------ Supplied material

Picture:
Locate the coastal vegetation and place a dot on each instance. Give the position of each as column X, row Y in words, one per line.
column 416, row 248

------------
------ Supplied material

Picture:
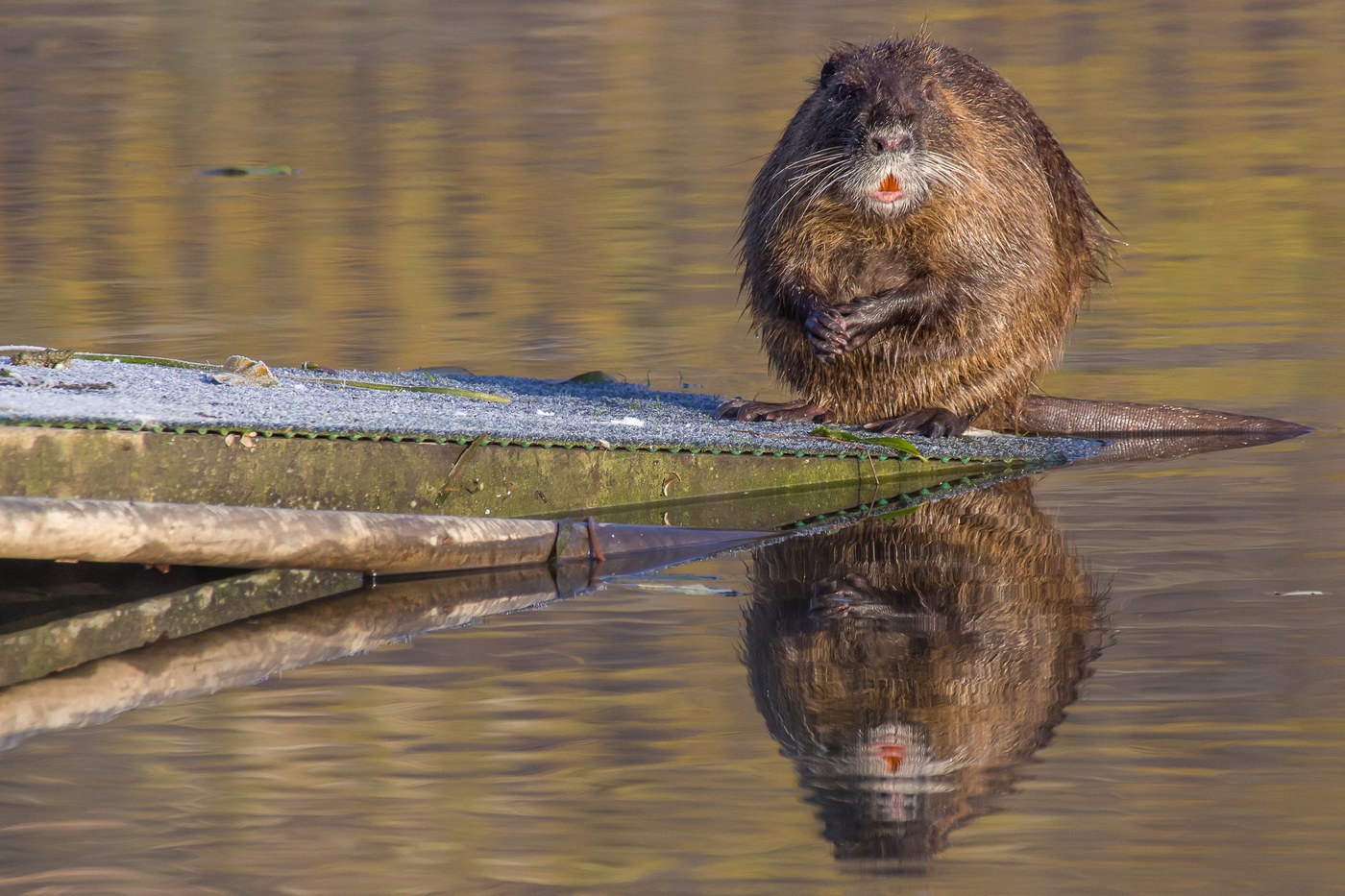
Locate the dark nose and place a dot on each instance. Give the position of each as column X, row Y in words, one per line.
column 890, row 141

------------

| Job |
Identify all lines above that contain the word "each", and copy those lines in full. Case counts.

| Result of the task |
Locate the coastal vegetation and place a dot on each instance. Give the position of each as column X, row Y in words, one per line.
Locate the dark nose and place a dot on each instance. Give the position of each as column X, row Y in words, one per line.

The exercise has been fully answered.